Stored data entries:
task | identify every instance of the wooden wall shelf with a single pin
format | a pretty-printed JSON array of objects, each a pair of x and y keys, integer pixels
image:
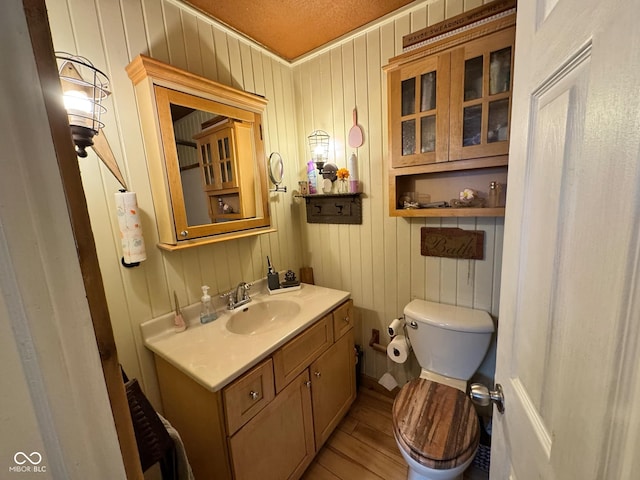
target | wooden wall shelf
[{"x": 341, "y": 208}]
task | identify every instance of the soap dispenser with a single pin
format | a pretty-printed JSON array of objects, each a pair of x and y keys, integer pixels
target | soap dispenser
...
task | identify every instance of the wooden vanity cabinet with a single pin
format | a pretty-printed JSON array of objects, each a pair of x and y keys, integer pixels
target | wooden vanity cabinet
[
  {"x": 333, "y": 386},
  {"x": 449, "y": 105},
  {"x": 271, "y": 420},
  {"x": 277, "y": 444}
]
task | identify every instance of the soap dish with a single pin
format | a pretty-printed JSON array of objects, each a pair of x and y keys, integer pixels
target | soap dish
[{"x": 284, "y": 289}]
---
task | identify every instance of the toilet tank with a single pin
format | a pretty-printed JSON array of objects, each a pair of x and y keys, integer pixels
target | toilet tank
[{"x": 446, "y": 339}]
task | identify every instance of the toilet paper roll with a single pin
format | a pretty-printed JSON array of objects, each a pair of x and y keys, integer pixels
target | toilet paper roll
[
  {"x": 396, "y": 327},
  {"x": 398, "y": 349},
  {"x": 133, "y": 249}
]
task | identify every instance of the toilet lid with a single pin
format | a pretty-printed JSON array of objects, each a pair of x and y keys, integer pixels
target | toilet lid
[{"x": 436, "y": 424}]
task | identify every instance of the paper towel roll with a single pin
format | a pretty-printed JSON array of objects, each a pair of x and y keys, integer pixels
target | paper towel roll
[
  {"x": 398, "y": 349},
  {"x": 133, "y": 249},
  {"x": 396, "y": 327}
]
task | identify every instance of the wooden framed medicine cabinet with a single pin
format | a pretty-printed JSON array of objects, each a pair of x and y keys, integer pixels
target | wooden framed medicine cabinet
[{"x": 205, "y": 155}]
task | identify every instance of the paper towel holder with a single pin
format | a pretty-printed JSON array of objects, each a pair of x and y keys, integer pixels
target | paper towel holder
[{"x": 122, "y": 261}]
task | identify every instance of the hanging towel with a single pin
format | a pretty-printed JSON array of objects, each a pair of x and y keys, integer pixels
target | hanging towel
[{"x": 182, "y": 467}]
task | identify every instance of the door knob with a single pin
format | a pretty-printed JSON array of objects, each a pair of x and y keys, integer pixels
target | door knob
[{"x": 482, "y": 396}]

WHAT NEEDS TO BE DONE:
Looking through the entries, count the lines that hold the word "dispenser" and state that count alone.

RESULT OF THE TASK:
2